Shondaland’s Bridgerton: The Black History You Don’t Learn at School
Not wanting to get sucked into the recency bias that comes with new dramas, I waited three weeks to watch Bridgerton.
Writing as someone that watches an awful lot of historical dramas, it is by no means a surprise to see that Bridgerton was attacked for its inclusion of Black and Brown characters by the usual racist hordes in the period drama fandom. Also disliked by some for being ‘too modern’ in its construction, the modern-ness reminded me of what happened in the 2005 adaptation of Charles Dickens’ Bleak House on BBC One. During the mid-naughties, the Andrew Davies adaptation of the classic Dickens novel took a massive step forward in the way television programmes of that kind were made. It plays out like an episode of Eastenders or Coronation Street; the creator did it like a soap opera in half-hour episodes at peak time in a historic classic serial slot.

* **Supplied records**:

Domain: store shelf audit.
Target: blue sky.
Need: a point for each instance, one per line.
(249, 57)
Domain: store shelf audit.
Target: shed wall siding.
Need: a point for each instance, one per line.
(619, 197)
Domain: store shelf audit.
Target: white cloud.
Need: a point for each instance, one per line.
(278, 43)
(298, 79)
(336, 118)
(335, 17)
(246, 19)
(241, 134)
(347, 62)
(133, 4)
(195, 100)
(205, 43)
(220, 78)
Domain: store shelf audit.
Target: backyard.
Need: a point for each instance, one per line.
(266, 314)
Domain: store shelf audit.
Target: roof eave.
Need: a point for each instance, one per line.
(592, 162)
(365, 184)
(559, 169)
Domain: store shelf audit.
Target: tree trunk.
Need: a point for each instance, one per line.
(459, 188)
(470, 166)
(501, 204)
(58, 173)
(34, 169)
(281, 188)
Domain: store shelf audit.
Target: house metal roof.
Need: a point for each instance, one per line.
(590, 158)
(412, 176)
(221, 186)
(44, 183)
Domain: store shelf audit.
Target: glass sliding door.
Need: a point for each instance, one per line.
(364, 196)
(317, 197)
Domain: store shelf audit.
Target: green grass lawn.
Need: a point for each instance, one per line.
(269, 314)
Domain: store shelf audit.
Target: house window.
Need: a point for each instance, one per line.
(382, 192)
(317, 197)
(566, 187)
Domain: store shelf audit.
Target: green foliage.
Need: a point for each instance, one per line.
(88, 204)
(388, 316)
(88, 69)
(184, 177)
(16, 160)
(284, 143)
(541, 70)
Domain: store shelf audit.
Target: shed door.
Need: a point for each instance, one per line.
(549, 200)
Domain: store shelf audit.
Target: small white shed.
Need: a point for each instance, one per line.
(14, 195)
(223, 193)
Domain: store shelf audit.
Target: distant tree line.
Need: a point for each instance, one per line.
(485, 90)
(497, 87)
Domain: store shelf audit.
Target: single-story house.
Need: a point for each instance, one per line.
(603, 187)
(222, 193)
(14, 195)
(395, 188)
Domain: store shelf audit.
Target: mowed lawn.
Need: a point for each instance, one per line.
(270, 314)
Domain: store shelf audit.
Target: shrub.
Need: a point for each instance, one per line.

* **Exercise brief**: Continue the Bridgerton article from where it stops, starting after its remark about Bleak House playing like a soap opera.

* **Output of the task**:
Netflix on the otherhand, changed the way audiences watch television where the term ‘bingewatch’ was really popularised in public lexicon. With Charles Dance as Mr Tulkinghorn, Gillian Anderson as Lady Dedlock and Phil Davis as Smallweed, it is by far one of the best-acted period dramas that has been aired on the BBC in living memory. And in December 2020, critic Amanda Prescott wrote an article that made waves. It proved divisive, namely because of the flowery characters that litter the fanbase. It talked colour-conscious casting in period dramas. Starting with her intro about Bridgerton, by the second line she’s saying while Bridgerton meshes tradition and progress, “white critics may dismiss this trend as unnecessary pandering to Black and POC viewers, but the number of productions designed around reforming all white-casting has increased over the last 10 years.” As many have claimed that the inclusion of Black and Brown people is not historically accurate, it is also a fact that people of colour have been present at every era of British history.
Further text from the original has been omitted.